▶ EXERCISE DESCRIPTION:
Copy each entry as written.
======== SOURCE DATA
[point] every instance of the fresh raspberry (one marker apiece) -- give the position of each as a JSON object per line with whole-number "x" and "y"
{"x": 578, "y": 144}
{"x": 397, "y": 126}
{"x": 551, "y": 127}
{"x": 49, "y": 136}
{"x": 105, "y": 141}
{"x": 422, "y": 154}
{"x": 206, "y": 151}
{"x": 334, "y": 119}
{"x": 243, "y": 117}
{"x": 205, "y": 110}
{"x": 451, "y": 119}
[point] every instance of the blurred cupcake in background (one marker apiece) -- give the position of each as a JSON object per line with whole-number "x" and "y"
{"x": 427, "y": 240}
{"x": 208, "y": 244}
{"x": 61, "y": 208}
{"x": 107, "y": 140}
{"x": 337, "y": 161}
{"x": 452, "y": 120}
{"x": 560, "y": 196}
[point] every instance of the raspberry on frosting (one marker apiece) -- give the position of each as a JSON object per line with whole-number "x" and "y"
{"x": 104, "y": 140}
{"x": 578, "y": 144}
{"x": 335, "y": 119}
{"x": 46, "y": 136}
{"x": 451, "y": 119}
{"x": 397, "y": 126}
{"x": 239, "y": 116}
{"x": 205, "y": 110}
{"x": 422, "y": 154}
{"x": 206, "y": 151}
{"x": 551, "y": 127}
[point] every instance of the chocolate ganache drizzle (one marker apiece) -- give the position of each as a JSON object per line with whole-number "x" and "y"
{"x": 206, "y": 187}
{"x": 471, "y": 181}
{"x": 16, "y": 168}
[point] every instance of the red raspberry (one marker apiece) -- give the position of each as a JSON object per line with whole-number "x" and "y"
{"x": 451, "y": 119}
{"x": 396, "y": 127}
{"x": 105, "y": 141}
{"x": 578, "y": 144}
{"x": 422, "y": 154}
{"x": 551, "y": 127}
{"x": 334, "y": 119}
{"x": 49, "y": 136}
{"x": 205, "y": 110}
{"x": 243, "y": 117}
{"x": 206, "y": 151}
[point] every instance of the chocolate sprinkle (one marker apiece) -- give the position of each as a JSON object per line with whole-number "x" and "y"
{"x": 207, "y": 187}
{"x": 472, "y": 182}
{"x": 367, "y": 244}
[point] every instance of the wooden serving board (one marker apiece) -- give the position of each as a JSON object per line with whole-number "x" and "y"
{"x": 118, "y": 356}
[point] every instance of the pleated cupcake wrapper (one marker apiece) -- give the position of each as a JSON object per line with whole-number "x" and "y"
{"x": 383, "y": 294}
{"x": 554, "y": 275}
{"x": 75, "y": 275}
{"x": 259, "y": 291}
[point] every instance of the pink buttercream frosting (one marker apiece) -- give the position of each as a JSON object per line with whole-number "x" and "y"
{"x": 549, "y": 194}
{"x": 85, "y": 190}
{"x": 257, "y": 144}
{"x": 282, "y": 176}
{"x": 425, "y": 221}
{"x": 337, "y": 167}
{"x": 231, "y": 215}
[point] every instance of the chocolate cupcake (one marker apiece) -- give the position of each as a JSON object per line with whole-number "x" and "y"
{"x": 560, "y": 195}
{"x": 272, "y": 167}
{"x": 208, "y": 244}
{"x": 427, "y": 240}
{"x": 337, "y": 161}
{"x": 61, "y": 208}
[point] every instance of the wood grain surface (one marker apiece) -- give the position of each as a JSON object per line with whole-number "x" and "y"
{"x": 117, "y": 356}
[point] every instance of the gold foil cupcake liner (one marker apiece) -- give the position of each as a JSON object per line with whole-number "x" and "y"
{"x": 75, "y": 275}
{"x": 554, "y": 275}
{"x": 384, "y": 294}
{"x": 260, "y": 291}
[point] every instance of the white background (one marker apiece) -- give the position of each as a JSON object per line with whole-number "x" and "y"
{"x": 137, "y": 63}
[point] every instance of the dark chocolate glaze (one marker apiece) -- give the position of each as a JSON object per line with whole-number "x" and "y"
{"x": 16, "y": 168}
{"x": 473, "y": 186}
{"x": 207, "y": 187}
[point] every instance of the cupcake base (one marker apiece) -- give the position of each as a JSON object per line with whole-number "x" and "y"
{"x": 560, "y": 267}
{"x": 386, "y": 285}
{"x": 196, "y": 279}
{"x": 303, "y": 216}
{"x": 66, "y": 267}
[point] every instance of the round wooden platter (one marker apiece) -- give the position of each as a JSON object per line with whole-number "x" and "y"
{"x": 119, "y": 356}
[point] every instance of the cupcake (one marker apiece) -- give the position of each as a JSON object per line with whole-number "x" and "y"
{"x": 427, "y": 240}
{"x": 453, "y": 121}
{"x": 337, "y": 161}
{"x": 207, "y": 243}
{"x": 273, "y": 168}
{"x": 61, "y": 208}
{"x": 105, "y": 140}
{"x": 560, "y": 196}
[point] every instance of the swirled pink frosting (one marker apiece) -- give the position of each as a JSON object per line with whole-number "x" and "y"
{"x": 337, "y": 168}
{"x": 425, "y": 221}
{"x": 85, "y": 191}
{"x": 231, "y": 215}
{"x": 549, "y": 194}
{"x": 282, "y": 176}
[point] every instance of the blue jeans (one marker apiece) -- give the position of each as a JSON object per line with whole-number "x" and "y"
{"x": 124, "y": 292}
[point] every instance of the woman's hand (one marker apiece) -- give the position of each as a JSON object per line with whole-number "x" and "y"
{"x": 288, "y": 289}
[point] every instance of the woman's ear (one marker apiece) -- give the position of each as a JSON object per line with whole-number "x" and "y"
================
▶ EXERCISE SOLUTION:
[point] every instance of the fresh raspberry (one marker apiece) -- give the position of each as a JSON object per line with whole-number "x" and "y"
{"x": 578, "y": 144}
{"x": 397, "y": 126}
{"x": 551, "y": 127}
{"x": 49, "y": 136}
{"x": 105, "y": 141}
{"x": 422, "y": 154}
{"x": 206, "y": 151}
{"x": 334, "y": 119}
{"x": 243, "y": 117}
{"x": 205, "y": 110}
{"x": 451, "y": 119}
[point] every instance of the blurred cupcake in background (one marker apiece) -- give the position of each as a JSON object per line with whole-number "x" and "y"
{"x": 427, "y": 240}
{"x": 208, "y": 244}
{"x": 61, "y": 208}
{"x": 107, "y": 140}
{"x": 337, "y": 161}
{"x": 452, "y": 120}
{"x": 560, "y": 196}
[point] every instance of the raspberry on frosting (one marker apiece) -- give the position of each as a JSON object per line with whole-number "x" and "y"
{"x": 104, "y": 140}
{"x": 578, "y": 144}
{"x": 335, "y": 119}
{"x": 46, "y": 136}
{"x": 451, "y": 119}
{"x": 397, "y": 126}
{"x": 239, "y": 116}
{"x": 205, "y": 110}
{"x": 422, "y": 154}
{"x": 206, "y": 151}
{"x": 551, "y": 127}
[point] every instance of the chocolate ganache drizzle (one marker apiece) -- give the position of each as a JSON object per line with whole-number "x" and "y"
{"x": 206, "y": 187}
{"x": 471, "y": 181}
{"x": 16, "y": 168}
[point] every instance of the red raspberry (one marker apiece) -- give the position of each as a JSON object per line with whole-number "x" and "y"
{"x": 451, "y": 119}
{"x": 396, "y": 127}
{"x": 105, "y": 141}
{"x": 578, "y": 144}
{"x": 422, "y": 154}
{"x": 551, "y": 127}
{"x": 334, "y": 119}
{"x": 49, "y": 136}
{"x": 205, "y": 110}
{"x": 243, "y": 117}
{"x": 206, "y": 151}
[point] every instance of the chocolate sprinkle (one marker apiece) -- give the position of each as a JSON object per line with whole-number "x" and "y"
{"x": 207, "y": 187}
{"x": 472, "y": 182}
{"x": 367, "y": 244}
[point] every instance of the wooden serving board (one marker apiece) -- give the position of each as a JSON object per line with whole-number "x" and "y"
{"x": 118, "y": 356}
[point] every instance of the pleated cupcake wrapper (one marker apiece) -- give the position of each as a JSON object per line with whole-number "x" and "y"
{"x": 383, "y": 294}
{"x": 554, "y": 275}
{"x": 75, "y": 275}
{"x": 259, "y": 291}
[point] every instance of the pink buttercream frosting (one marker apiece) -- give the position of each as a JSON object per line with whole-number "x" and "y"
{"x": 549, "y": 194}
{"x": 85, "y": 190}
{"x": 257, "y": 144}
{"x": 282, "y": 176}
{"x": 425, "y": 221}
{"x": 337, "y": 167}
{"x": 231, "y": 215}
[point] every instance of the chocolate cupcake (one marker apiece) -- give the position of each as a JSON object per line with whole-number "x" and "y"
{"x": 560, "y": 195}
{"x": 272, "y": 167}
{"x": 208, "y": 244}
{"x": 427, "y": 240}
{"x": 337, "y": 161}
{"x": 61, "y": 208}
[point] every instance of the wood grain surface (one marker apiece) -- give the position of each as a JSON object per line with whole-number "x" and "y"
{"x": 117, "y": 356}
[point] every instance of the gold foil cupcake liner (one marker apiece) -- give the position of each as a JSON object per line with whole-number "x" and "y"
{"x": 75, "y": 275}
{"x": 554, "y": 275}
{"x": 384, "y": 294}
{"x": 260, "y": 291}
[point] every instance of the white background (one marker apiece) -- give the position of each as a JSON object per line with whole-number "x" and "y"
{"x": 137, "y": 63}
[point] every instance of the dark chocolate glaze (one marker apiece) -- give the position of each as a JSON object per line with whole-number "x" and "y"
{"x": 16, "y": 168}
{"x": 473, "y": 186}
{"x": 207, "y": 187}
[point] every instance of the cupcake base (one marker apiece) -- give the position of each as a JSON object per line with whole-number "x" and "y"
{"x": 560, "y": 267}
{"x": 386, "y": 285}
{"x": 196, "y": 279}
{"x": 303, "y": 216}
{"x": 66, "y": 267}
[point] every instance of the round wooden platter (one marker apiece) -- give the position of each as a JSON object per line with whole-number "x" and "y"
{"x": 119, "y": 356}
[point] every instance of the cupcake (one marker apiece) -- give the position of each as a JSON object per line with whole-number "x" and "y"
{"x": 427, "y": 240}
{"x": 453, "y": 121}
{"x": 337, "y": 161}
{"x": 207, "y": 243}
{"x": 273, "y": 168}
{"x": 61, "y": 208}
{"x": 105, "y": 140}
{"x": 560, "y": 196}
[point] every instance of the swirled pink frosting (one marker apiece) -- give the position of each as a JSON object per line with whole-number "x" and "y"
{"x": 337, "y": 168}
{"x": 425, "y": 221}
{"x": 85, "y": 191}
{"x": 231, "y": 215}
{"x": 549, "y": 194}
{"x": 282, "y": 176}
[point] every instance of the blue jeans (one marker apiece) -- give the position of each as a JSON object per line with whole-number "x" and "y"
{"x": 124, "y": 292}
[point] every instance of the woman's hand (one marker apiece) -- give the position of each as a JSON object per line with whole-number "x" and "y"
{"x": 288, "y": 289}
[point] every instance of the woman's ear (one marker apiece) -- give the position of each as a JSON object per line with whole-number "x" and "y"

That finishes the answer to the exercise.